## PROBLEM TO SOLVE
Copy every record word for word.
::: INFORMATION SUPPLIED
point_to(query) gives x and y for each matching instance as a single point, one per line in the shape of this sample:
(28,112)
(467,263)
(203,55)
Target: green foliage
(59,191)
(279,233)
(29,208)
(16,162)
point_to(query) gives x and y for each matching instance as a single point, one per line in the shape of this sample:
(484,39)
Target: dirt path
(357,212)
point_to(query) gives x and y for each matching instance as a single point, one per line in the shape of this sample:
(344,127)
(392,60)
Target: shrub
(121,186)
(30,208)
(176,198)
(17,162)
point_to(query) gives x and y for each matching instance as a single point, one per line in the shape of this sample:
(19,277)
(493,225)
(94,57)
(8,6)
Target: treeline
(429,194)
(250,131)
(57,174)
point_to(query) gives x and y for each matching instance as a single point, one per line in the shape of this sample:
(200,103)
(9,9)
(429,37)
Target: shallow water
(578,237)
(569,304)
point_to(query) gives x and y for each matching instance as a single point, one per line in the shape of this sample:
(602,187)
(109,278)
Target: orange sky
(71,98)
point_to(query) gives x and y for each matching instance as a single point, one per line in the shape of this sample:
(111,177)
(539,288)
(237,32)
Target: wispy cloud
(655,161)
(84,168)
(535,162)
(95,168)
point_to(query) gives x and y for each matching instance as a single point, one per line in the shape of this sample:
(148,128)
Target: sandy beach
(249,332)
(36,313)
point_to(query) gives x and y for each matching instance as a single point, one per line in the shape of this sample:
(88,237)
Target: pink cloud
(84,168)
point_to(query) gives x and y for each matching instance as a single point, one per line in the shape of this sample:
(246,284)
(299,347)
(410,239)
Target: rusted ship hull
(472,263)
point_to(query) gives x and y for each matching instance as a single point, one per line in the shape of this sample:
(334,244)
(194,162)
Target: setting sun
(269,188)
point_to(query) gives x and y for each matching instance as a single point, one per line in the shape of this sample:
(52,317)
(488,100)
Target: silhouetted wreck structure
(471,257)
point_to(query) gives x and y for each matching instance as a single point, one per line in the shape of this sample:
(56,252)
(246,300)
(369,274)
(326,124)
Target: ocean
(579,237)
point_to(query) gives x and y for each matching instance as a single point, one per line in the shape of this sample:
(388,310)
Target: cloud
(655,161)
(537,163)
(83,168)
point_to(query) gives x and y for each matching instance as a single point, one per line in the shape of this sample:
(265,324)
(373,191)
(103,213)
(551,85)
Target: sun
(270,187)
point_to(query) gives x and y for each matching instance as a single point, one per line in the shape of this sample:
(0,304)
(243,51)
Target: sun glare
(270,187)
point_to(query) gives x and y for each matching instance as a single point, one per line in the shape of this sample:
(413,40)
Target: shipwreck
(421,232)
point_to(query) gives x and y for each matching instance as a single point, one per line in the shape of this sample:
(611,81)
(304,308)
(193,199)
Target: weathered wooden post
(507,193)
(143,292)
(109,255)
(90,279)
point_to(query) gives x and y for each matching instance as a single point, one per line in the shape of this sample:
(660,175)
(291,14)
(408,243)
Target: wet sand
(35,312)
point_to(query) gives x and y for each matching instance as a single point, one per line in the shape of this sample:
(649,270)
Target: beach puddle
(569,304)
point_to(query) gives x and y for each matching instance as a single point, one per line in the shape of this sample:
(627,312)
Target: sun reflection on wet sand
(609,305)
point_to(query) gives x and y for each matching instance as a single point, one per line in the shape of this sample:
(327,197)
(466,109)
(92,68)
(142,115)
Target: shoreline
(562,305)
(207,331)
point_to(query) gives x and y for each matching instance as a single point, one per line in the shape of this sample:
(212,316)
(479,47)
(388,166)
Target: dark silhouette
::::::
## FULL SOLUTION
point_to(query) gives x and y for each matching instance as a single point, one per line in the shape of this sample:
(28,112)
(467,263)
(203,55)
Target: green foliage
(59,191)
(279,233)
(29,208)
(16,162)
point_to(query) gives x and y for each matching instance as a single point, one per line in the shape of this sample:
(484,39)
Target: dirt path
(357,212)
point_to(query) gives x and y for each matching instance as a single point, one per line in the shape of this sample:
(344,127)
(392,60)
Target: shrub
(121,186)
(30,208)
(176,198)
(17,162)
point_to(query) gives x and y for each matching instance as a single point, one per line in the shape of this sample:
(19,277)
(493,225)
(94,57)
(8,6)
Target: treeline
(429,194)
(250,131)
(57,174)
point_to(query) gives x and y for each matching instance as a single point, one per line in the shape of this sample:
(200,103)
(9,9)
(429,37)
Target: shallow water
(578,237)
(569,304)
point_to(query) gives x and y for each matching instance as a single point, one per line in the shape of this sample:
(602,187)
(109,278)
Target: orange sky
(71,98)
point_to(query) gives x and y for each matching instance as a single point, one per line in the shape of this sample:
(111,177)
(539,288)
(237,32)
Target: wispy cloud
(655,161)
(84,168)
(535,162)
(95,168)
point_to(query) gives x and y for each matching instance as a single point, one per line in the shape of this sample:
(148,128)
Target: sandy beach
(249,332)
(36,313)
point_to(query) gives x and y for each matching instance as a single point, one per line in the shape of this sample:
(88,237)
Target: pink cloud
(84,168)
point_to(query) gives x and y for each matching instance as a single point, one per line in the shape of this sample:
(246,284)
(299,347)
(410,239)
Target: rusted ship hull
(472,263)
point_to(query) gives x and y for each matching instance as a single point, one per line in the shape of this sample:
(334,244)
(194,162)
Target: setting sun
(269,188)
point_to(query) gives x and y for each matching instance as a single point, one per line in the shape of this sample:
(52,317)
(488,100)
Target: silhouetted wreck structure
(471,257)
point_to(query) gives x and y for each matching instance as a single point, one per line in the shape of this sample:
(56,252)
(246,300)
(369,274)
(326,124)
Target: ocean
(579,237)
point_to(query) gives x and y for each matching instance as a single point, one per line in the shape of this sample:
(388,310)
Target: cloud
(655,161)
(537,163)
(83,168)
point_to(query) gives x and y for each matching instance as a single point, one per line in the shape of this sample:
(265,324)
(373,191)
(103,213)
(551,85)
Target: sun
(270,187)
point_to(query) gives x and y for each matching instance as a single point, one per line in the shape of this sample:
(0,304)
(243,51)
Target: sun glare
(270,187)
point_to(query) gives x and y for each matching instance as a single point, one per line in the shape of this sample:
(413,40)
Target: shipwreck
(421,232)
point_to(query) gives x and y for each matching instance as a single point, one per line in the shape of this sample:
(611,81)
(304,308)
(193,199)
Target: weathered wooden post
(507,193)
(143,292)
(109,255)
(90,279)
point_to(query) gives x and y for each matching instance as a single point, one per line in the shape of this sample:
(660,175)
(291,14)
(408,243)
Target: wet sand
(35,312)
point_to(query) gives x and y for each matching instance as a single point, one per line in the shape of this sample:
(649,270)
Target: beach puddle
(569,304)
point_to(query) gives x and y for each matching instance as a single point, one per line in the shape of this sample:
(627,312)
Target: sun reflection on wet sand
(609,305)
point_to(query) gives x and y for each matching instance as a single point, one per line in the shape of this sample:
(327,197)
(466,109)
(92,68)
(142,115)
Target: shoreline
(562,305)
(207,331)
point_to(query) gives x and y for each matching instance as a single point, one per line in the shape of this sample:
(212,316)
(479,47)
(388,166)
Target: dark silhouette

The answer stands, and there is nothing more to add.